# start of Data to process

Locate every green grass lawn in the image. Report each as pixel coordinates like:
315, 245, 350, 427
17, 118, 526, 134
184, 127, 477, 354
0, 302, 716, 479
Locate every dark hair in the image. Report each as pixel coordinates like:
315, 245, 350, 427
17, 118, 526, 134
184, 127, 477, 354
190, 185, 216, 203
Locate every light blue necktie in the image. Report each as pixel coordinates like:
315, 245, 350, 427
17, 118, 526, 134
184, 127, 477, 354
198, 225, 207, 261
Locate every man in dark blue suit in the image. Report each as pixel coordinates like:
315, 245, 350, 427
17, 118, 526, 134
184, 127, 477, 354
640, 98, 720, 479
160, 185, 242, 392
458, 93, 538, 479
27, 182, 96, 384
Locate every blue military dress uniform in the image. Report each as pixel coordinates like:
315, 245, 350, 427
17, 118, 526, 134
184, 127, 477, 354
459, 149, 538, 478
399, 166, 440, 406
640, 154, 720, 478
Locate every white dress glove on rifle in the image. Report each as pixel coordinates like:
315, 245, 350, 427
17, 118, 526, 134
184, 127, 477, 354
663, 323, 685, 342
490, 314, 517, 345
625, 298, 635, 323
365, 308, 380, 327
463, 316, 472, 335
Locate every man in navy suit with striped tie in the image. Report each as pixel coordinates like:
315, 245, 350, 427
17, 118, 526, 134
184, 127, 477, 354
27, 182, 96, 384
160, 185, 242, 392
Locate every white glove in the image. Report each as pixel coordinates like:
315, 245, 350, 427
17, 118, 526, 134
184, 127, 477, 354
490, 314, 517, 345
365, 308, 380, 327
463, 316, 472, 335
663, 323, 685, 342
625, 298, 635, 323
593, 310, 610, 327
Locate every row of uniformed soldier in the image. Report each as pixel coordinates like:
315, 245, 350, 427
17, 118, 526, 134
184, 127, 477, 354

# end of Data to process

## [Task objective]
Convert the rows above, from the line containing "Locate every white glove" through the end of the rows, into a Markdown table with the columns No. and Line. Number each line in order and leave out any blank lines.

## [Answer for this exercise]
| No. | Line |
|---|---|
| 1 | Locate every white glove in the image. Report each as pixel coordinates like: |
| 2 | 315, 245, 350, 427 |
| 3 | 17, 118, 526, 134 |
| 4 | 184, 127, 477, 354 |
| 5 | 490, 314, 517, 345 |
| 6 | 365, 308, 380, 327 |
| 7 | 463, 316, 472, 335 |
| 8 | 663, 323, 685, 342 |
| 9 | 625, 298, 635, 323 |
| 10 | 593, 310, 610, 327 |
| 11 | Locate every row of uniformed soldier in the image. Report each as pixel coordinates like: |
| 12 | 315, 245, 350, 427 |
| 13 | 17, 118, 526, 134 |
| 14 | 184, 127, 477, 354 |